# [Task statement]
Transcribe the whole listing below without changing a word, but leave out every image.

# [Data for this task]

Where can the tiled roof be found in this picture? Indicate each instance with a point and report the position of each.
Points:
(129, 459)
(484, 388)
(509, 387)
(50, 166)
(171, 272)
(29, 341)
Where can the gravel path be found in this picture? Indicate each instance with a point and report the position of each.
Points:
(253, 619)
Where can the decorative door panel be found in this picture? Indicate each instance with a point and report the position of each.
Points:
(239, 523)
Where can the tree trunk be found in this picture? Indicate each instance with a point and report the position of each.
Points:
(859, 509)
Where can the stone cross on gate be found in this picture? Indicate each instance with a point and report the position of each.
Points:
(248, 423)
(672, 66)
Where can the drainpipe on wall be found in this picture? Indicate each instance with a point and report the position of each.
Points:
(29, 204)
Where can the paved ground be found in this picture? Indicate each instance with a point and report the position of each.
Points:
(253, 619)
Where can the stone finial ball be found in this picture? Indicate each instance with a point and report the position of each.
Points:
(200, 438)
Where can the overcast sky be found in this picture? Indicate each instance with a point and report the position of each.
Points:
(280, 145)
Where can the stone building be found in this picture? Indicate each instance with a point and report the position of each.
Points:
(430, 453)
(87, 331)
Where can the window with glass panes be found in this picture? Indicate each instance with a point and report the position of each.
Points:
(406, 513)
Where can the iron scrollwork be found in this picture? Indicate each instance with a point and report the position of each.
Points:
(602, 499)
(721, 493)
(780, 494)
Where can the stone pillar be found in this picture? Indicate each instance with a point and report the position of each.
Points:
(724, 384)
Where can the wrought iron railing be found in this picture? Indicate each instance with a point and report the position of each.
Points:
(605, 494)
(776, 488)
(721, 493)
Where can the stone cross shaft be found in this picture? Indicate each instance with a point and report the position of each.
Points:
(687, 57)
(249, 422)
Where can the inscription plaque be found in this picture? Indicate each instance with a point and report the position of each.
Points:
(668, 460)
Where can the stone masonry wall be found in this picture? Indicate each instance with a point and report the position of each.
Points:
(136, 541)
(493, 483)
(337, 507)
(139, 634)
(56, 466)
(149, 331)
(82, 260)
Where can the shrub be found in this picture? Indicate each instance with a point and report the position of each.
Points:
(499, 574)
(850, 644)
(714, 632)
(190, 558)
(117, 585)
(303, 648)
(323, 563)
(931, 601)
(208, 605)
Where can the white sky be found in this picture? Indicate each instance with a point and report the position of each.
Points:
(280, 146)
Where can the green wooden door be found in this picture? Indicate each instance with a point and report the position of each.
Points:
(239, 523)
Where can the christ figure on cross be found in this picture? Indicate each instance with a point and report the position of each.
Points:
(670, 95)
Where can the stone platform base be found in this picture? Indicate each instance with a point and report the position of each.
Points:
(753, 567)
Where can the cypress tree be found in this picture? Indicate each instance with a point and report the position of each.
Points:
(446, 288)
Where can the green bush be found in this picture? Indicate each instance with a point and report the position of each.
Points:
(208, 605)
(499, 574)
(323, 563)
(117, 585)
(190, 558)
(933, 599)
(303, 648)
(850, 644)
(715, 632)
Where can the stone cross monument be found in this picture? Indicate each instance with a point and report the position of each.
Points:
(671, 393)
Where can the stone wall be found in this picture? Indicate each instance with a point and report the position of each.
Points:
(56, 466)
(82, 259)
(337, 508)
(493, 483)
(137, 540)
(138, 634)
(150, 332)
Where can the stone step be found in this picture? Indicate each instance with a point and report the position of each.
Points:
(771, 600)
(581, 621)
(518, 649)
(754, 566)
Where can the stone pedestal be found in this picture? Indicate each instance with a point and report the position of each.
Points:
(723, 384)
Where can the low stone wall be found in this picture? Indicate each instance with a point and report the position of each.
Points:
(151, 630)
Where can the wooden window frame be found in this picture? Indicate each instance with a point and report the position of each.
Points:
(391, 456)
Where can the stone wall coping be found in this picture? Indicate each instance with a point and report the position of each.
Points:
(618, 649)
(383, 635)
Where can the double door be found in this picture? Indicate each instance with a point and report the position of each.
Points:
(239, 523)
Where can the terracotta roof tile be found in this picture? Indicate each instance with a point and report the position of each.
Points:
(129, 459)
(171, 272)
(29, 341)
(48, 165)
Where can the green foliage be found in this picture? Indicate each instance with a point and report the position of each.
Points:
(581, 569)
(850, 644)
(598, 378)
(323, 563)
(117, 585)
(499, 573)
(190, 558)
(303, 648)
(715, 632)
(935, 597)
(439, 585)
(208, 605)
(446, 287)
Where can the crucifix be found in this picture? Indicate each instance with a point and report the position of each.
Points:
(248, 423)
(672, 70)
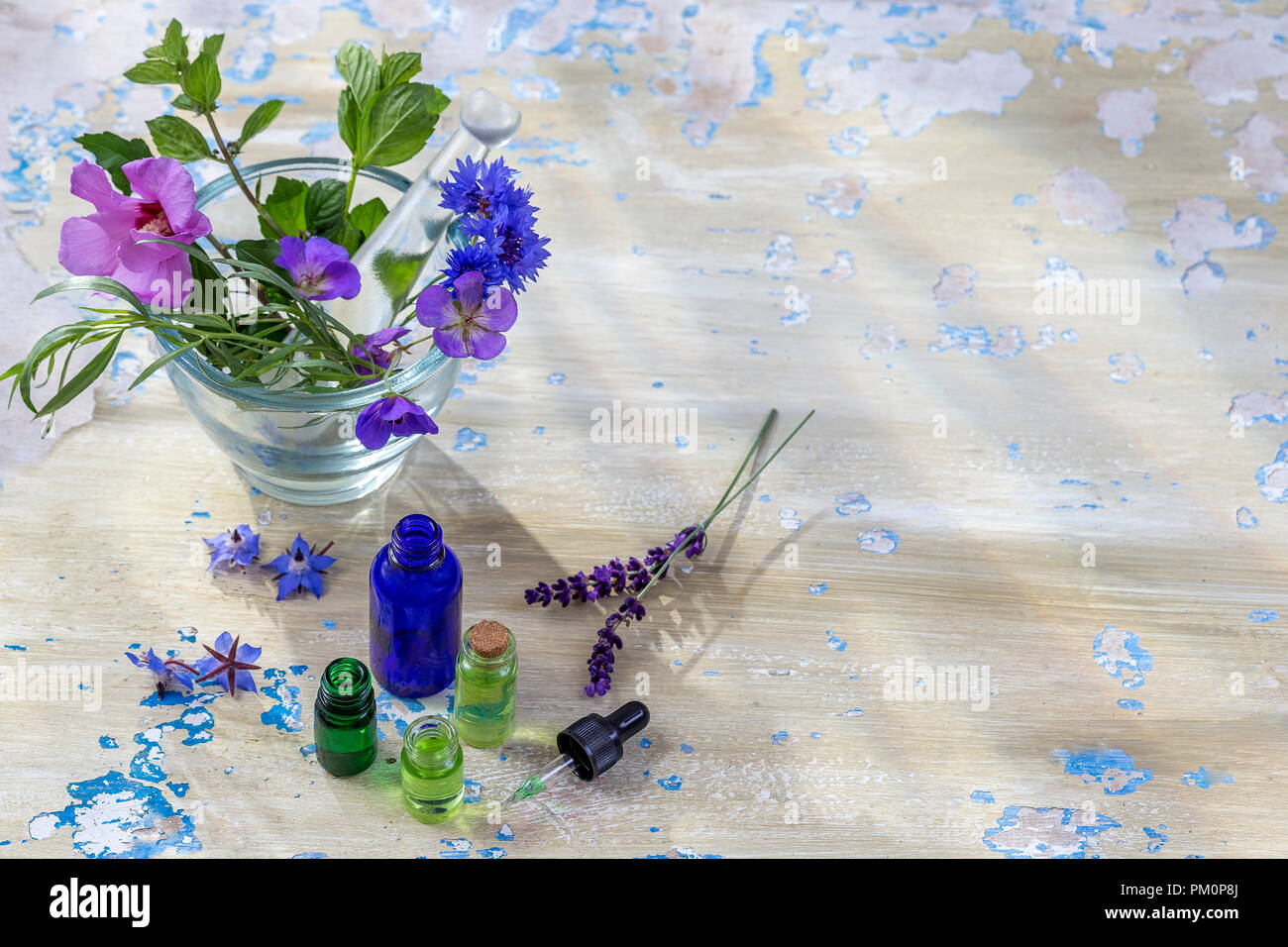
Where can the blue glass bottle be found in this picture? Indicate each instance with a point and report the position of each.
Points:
(415, 609)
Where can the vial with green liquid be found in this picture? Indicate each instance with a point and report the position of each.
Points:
(433, 768)
(487, 673)
(344, 718)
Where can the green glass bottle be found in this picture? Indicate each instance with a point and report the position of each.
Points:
(433, 768)
(344, 718)
(487, 684)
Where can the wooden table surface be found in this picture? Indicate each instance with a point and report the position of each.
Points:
(848, 209)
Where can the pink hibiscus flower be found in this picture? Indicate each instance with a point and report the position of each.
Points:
(112, 241)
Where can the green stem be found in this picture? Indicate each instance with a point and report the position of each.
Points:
(232, 169)
(726, 499)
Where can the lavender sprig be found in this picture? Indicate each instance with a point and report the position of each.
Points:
(691, 541)
(612, 578)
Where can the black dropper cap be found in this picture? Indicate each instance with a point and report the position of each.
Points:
(595, 742)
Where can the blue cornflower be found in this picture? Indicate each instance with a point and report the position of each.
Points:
(509, 235)
(478, 187)
(300, 569)
(237, 547)
(168, 672)
(473, 257)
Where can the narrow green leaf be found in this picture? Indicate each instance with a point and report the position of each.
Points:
(368, 215)
(359, 67)
(323, 205)
(82, 379)
(201, 81)
(154, 72)
(259, 120)
(398, 67)
(111, 153)
(398, 125)
(178, 138)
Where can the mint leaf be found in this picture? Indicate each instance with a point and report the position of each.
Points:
(398, 125)
(201, 81)
(366, 217)
(175, 44)
(111, 153)
(286, 205)
(398, 67)
(348, 115)
(323, 205)
(153, 72)
(359, 67)
(259, 120)
(178, 140)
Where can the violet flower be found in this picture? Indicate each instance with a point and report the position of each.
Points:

# [Full response]
Where can the tiled roof be found in this picture? Indicate each instance with a point and report the position of each.
Points:
(129, 459)
(484, 388)
(509, 387)
(50, 166)
(171, 272)
(29, 341)
Where can the gravel path be found in this picture? Indicate each instance with a point and report the position of each.
Points:
(253, 619)
Where can the decorative door panel be found in this picture? Indicate each instance with a point and report the position of each.
Points:
(239, 523)
Where can the tree trunk be found in this picture? Indicate each instance with a point and report the position of each.
Points:
(859, 509)
Where can the stone cross on gate be found in this picture? Indicate each instance with a point and report the position of each.
Points:
(248, 423)
(672, 66)
Where can the drainpipe on wall be found in this picture? Indicate each instance with a point and report the position of each.
Points:
(29, 204)
Where can the paved ground be found in this picture? Indicate each instance with a point and report the position of each.
Points:
(253, 619)
Where can the stone finial ball be found in this picture? Indicate each instance with a point and report the position of each.
Points:
(200, 438)
Where can the overcast sky be found in this picture? Indicate each instance with a point and report the position of each.
Points:
(280, 145)
Where can the stone building be found in this picture? Indicate each instance with a point and report the position of each.
Points:
(430, 453)
(87, 331)
Where can the window with glass panes be found in this picture? Indicate each instance with a point and report the position of each.
Points:
(406, 513)
Where can the iron scrollwork be found in this picture? Indicate each instance with a point and report the position of each.
Points:
(602, 499)
(721, 493)
(780, 494)
Where can the stone pillar be found in this picture? Indicate each instance with a point and report the position of each.
Points:
(724, 384)
Where can the wrought iron railing be found in this picture? Indicate each instance with a point and report the position of each.
Points:
(605, 494)
(776, 488)
(721, 493)
Where can the stone cross shaft be found in this picture? Indicate each instance with a point and report the position of each.
Points:
(687, 57)
(249, 422)
Where can the inscription plaque be found in this picture? Indicate each instance with a point and report the position of each.
Points:
(668, 460)
Where can the stone masonry wall be found in this picture? Indicate each instance with a point and report the position of each.
Points:
(136, 541)
(493, 483)
(337, 507)
(139, 634)
(56, 466)
(149, 331)
(82, 260)
Where can the shrub be found in this picture? Indicate each instance with a point and report the position of each.
Points:
(499, 574)
(850, 644)
(714, 632)
(190, 558)
(117, 585)
(303, 648)
(323, 563)
(931, 601)
(208, 605)
Where can the white sky be found in this picture? Indicate each instance with a point and report the position of each.
Points:
(280, 146)
Where can the green wooden door be found in this picture? Indicate each instance with a point and report the position of each.
Points:
(239, 523)
Where can the christ figure on cross be found in this picture? Indicate each instance with a point and report the position of each.
Points:
(670, 95)
Where can the stone platform base be found in this picture? Indicate each instance with a point and report the position of each.
Points:
(753, 567)
Where can the cypress tree be found in this picture? Indicate each instance with a point and report the position of each.
Points:
(446, 288)
Where can the green bush be found in this picture? Indicate each instance with a point and report the position of each.
Points:
(208, 605)
(499, 574)
(323, 563)
(117, 585)
(190, 558)
(933, 599)
(303, 648)
(850, 644)
(715, 632)
Where can the stone cross monument be found in this picture? Indicate each instance with a point and report the position of each.
Points:
(671, 393)
Where can the stone wall be found in this picture? Indicate each instance with a point and report the position of each.
Points:
(56, 466)
(82, 259)
(337, 508)
(493, 483)
(137, 540)
(138, 634)
(150, 332)
Where can the stone step be found in this picture? Indicate each instance with a point and report the position of each.
Points:
(771, 600)
(581, 621)
(518, 649)
(754, 566)
Where can the stone pedestal be found in this picture? Indicate each instance with a point and report the position of each.
Points:
(723, 384)
Where can the low stone wall be found in this picture? Indicate each instance with a point and report the position of each.
Points:
(151, 630)
Where can the wooden window frame be found in this picture? Indicate each instance with a point and report the position of each.
Points:
(391, 456)
Where can the stone wall coping be found in this picture? Indicate each instance with a point and report the position of each.
Points:
(618, 649)
(383, 635)
Where can the double door be found in this picture? Indicate each instance with a point and report the position of each.
Points:
(239, 523)
Where can the terracotta roof tile be found in this picture? Indicate each instance with a point and report the position of each.
Points:
(129, 459)
(171, 272)
(29, 341)
(48, 165)
Where can the green foliage be found in this picture? Indicate each instance with a point and report the position of each.
Points:
(581, 569)
(850, 644)
(598, 378)
(323, 563)
(117, 585)
(499, 573)
(190, 558)
(303, 648)
(715, 632)
(935, 597)
(439, 585)
(208, 605)
(446, 287)
Where can the crucifix be found in this picture? Indicate each instance with a point and report the position of each.
Points:
(248, 423)
(672, 70)
Where can the blue glass bottle be found in this picture? Indicate each instance with a point and report the position of each.
Points:
(415, 609)
Where can the vial with green liquid be found in this picture? Indicate each instance with a point and report the position of each.
Points:
(433, 768)
(487, 673)
(344, 718)
Where can the green glass bottle be found in this picture? Indicate each instance with a point and report the position of each.
Points:
(433, 768)
(344, 718)
(487, 684)
Where can the wooden table surface be found in this picture? Indicate each instance with a point and report the position of each.
Points:
(848, 209)
Where can the pink hibiscus flower be found in this picture? Indicate each instance with a point and report the position of each.
Points:
(112, 241)
Where can the green stem be found in this picture? Indicate each instance with a point and report the position of each.
Points:
(232, 169)
(726, 499)
Where can the lavender sprig be found in this picture? Indicate each instance with a point and report the position of each.
Points:
(691, 541)
(612, 578)
Where can the black dropper cap be found in this picture? Indicate each instance with a point and report the position of each.
Points:
(595, 742)
Where can the blue cornflower be found in this picture? Indicate each instance with a point and report the position of each.
Points:
(509, 235)
(478, 187)
(300, 569)
(237, 547)
(168, 672)
(473, 257)
Where can the narrow green leaf be found in this picture? Indicate each instance with a point and report the position of each.
Points:
(368, 215)
(359, 67)
(323, 205)
(82, 379)
(201, 81)
(154, 72)
(259, 120)
(398, 67)
(111, 153)
(398, 125)
(178, 138)
Where can the mint leaf be found in this picture? Indicate each instance with a point and report the position of each.
Points:
(398, 125)
(201, 81)
(366, 217)
(175, 44)
(111, 153)
(286, 205)
(398, 67)
(348, 115)
(323, 205)
(153, 72)
(359, 67)
(259, 120)
(178, 140)
Where can the violet flower be found in this picture? Indicate each instance with a point and report the position of each.
Points:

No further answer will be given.